Document segment:

In short, they have to also cut through the white lies that society imposes on us all to create working communities, and accept that they are completely different in their use from lies, both blatant and subtle, that actually destroy communities.

For example, if a friend I just met asked me what I did on last Friday, then if I wanted to remain discreet, I could merely say "I went on an errand", and changing the topic, rather than being candid about paying my bills since my Fridays are my paydays.

In contrast, I am usually candid with my roommates and my best friend because they are in my inner circle of friends, and not someone I met off the street.

Although I admitted to how I spend my Fridays in the course of my argument, I will not reveal details because they are personal facts that are private and are known only to me, my employer, my bank and the government through their tax department.

Regarding bills I pay, I will only be candid about debt collectors due to the fact that they consistently tell white lies in order to obtain a lot of money right now (preferably over $100 a month but far less than what I owe Fido and Rogers Mobility) in a short period of time (usually within 48 hours but that could be negotiated).

I am mentioning this because of my addiction to technology - and it is evidenced by the late hour spent writing this article.

By being this candid, I hope to share the word that meditation works. If I didn't put positive effort into meditating on my debt, then I would still be in denial and the debt would not get paid.

Therefore, in my mind, I am a recovering addict with an addiction that no one else takes seriously except myself.

I think in Japan, they call people like that "otaku", though in the West, otaku are great for information content but lousy on emotional affect.

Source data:
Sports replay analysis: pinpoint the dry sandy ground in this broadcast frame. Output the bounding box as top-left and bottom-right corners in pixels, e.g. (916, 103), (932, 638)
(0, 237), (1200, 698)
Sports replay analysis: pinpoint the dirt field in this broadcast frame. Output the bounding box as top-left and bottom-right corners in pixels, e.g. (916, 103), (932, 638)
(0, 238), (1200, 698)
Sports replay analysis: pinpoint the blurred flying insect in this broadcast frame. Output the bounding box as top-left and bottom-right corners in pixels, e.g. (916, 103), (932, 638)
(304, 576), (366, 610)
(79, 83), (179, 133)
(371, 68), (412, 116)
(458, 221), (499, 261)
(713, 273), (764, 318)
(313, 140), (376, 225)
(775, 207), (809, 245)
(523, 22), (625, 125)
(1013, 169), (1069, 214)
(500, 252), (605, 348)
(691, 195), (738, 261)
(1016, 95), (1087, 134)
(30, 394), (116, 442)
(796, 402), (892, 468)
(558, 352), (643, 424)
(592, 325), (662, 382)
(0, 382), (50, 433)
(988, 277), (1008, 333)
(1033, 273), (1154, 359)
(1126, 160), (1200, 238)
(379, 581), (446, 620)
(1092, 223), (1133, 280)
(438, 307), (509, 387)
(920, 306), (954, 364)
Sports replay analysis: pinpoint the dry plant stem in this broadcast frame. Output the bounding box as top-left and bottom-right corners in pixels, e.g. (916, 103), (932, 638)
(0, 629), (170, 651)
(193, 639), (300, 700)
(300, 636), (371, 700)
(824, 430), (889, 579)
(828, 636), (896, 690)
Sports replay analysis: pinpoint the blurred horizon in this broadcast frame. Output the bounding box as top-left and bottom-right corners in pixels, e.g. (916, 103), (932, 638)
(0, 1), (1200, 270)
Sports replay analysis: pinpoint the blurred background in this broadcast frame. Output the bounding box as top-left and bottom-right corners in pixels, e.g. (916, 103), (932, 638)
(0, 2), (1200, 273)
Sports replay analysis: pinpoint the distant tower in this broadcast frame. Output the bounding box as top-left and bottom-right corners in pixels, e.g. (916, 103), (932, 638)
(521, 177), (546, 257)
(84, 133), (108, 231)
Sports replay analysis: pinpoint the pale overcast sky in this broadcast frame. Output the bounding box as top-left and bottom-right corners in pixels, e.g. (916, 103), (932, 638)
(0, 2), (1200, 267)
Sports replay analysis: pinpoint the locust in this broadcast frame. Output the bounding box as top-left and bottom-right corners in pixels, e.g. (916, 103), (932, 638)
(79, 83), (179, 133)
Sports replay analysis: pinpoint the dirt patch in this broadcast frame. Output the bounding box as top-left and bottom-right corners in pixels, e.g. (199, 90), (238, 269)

Work required:
Reproduce the passage on white lies, candor and debt word for word, from start to finish.

Result for this task:
In short, they have to also cut through the white lies that society imposes on us all to create working communities, and accept that they are completely different in their use from lies, both blatant and subtle, that actually destroy communities.

For example, if a friend I just met asked me what I did on last Friday, then if I wanted to remain discreet, I could merely say "I went on an errand", and changing the topic, rather than being candid about paying my bills since my Fridays are my paydays.

In contrast, I am usually candid with my roommates and my best friend because they are in my inner circle of friends, and not someone I met off the street.

Although I admitted to how I spend my Fridays in the course of my argument, I will not reveal details because they are personal facts that are private and are known only to me, my employer, my bank and the government through their tax department.

Regarding bills I pay, I will only be candid about debt collectors due to the fact that they consistently tell white lies in order to obtain a lot of money right now (preferably over $100 a month but far less than what I owe Fido and Rogers Mobility) in a short period of time (usually within 48 hours but that could be negotiated).

I am mentioning this because of my addiction to technology - and it is evidenced by the late hour spent writing this article.

By being this candid, I hope to share the word that meditation works. If I didn't put positive effort into meditating on my debt, then I would still be in denial and the debt would not get paid.

Therefore, in my mind, I am a recovering addict with an addiction that no one else takes seriously except myself.

I think in Japan, they call people like that "otaku", though in the West, otaku are great for information content but lousy on emotional affect.